_YOUR TASK_
Extend the forum thread about finding a new drive for a Lionel Atlantic locomotive, continuing after its final post.

_EXCERPT PROVIDED_
============
# Lionel Atlantic needs new drive



## bahn1225 (Jan 27, 2008)

I have a *Lionel Atlantic* (4-4-2) I haven't run for almost 20 years.
It needs a new motor/drivetrain.
I know *BarrysBigTrains *does conversion of Bachmanns,
but does he do anything with this locomotive?

And, if not, can anyone recommend someone that will do a conversion on this?

Your assistance in this matter will be sincerely appreciated.


----------



## Greg Elmassian (Jan 3, 2008)

Until recently you could order spare parts from Lionel. 

George Schreyer has tips on this loco, I have some also. I think I listed some part numbers, but not the motor or gears. 

Greg


----------



## lownote (Jan 3, 2008)

A couple years ago I was able to order replacement parts not from lionel, but from another supplier who had taken over the "legacy" part of lionel's business. I'm trying to find the name but having no luck--I'll keep looking. I remember I had to find an exploded diagram of the 4-4-2, then search for specific parts by number. It was a company that Lionel had contracted to handle "legacy" parts. But I just can't remember the name


----------



## Pterosaur (May 6, 2008)

You could try these guys...They have a lot of "Large Scale" parts listed but I did not see the items you need. 

http://www.traindoctor.com/service/gscale/lionel.asp 

I too am concerned as the Lionel Atlantics are still my favorites to run. Spares are rare. What died? Did you lose both the motor and the drive gears?
============
[Location labeling items]

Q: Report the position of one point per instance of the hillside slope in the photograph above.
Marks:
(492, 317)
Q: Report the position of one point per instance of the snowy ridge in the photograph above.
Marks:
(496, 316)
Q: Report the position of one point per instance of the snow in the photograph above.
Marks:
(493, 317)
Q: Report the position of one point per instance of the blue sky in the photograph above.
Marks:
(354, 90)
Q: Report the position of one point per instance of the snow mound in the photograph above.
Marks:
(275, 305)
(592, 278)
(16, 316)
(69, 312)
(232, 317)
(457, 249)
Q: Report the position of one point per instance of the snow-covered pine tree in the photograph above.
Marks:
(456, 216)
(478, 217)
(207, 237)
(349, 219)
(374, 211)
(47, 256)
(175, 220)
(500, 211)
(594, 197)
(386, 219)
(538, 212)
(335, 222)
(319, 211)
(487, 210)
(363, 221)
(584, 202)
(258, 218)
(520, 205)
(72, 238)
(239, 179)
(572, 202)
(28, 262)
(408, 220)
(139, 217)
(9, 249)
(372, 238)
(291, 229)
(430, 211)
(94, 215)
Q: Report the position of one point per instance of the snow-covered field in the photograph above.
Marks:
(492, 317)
============
_IN RESPONSE_
----------



## Pete Thornton (Jan 2, 2008)

There's a vendor at ECLSTS every year who has the remaining stock of complete locomotives. He still seemed to have about 1/2 dozen this year, but his prices are unreasonable. Maybe someone can remember the vendor's name ?


----------



## Greg Elmassian (Jan 3, 2008)

You see them on ebay often, but in good condition they usually command near $200... the valve gear is first to go, and often there are concealed problems... but find one for $100 for parts is probably a good gamble. I'm looking for a second one. Once you lash the motor down and make the axle shim modifications, the drivetrain is pretty close to bulletproof. 

Greg


----------



## bahn1225 (Jan 27, 2008)

Posted By Pterosaur on 23 Apr 2011 06:19 AM 
Spares are rare. What died? Did you lose both the motor and the drive gears? 

I'm fairly certain that the plastic gearing stripped, 
but I'd like more of a fix than that.
As I understand it, 
one can obtain a stand alone drive set from AristoCraft[/b].
I'd like to have a conversion of that sort 
as the original Lionel [/b]set-up is not that great to begin with.
I really like the looks of this model, 
I just want it to run as good as it looks,

I'm quite familiar with George Schreyer[/i][/b] 
excellent website of tips, 
but I'm the polar opposite of him when comes to this.
In other words, I can't do it, I need someone who can.


----------



## George Schreyer (Jan 16, 2009)

try these guys for Lionel parts 

http://www.northlimatrainworks.com/


----------



## Greg Elmassian (Jan 3, 2008)

George's tips are very easy to follow and you can make your Atlantic run very well.

But if you desire to convert the motor block, it can be done, however it's a lot of work to cut a big hole in the lionel chassis. It might be better to buy an Aristo pacific, remove one axle and then modify the lionel boiler to fit... that would be a huge amount of work.

How much would you be willing to invest in such a conversion?

Just curious.

Greg


----------



## lownote (Jan 3, 2008)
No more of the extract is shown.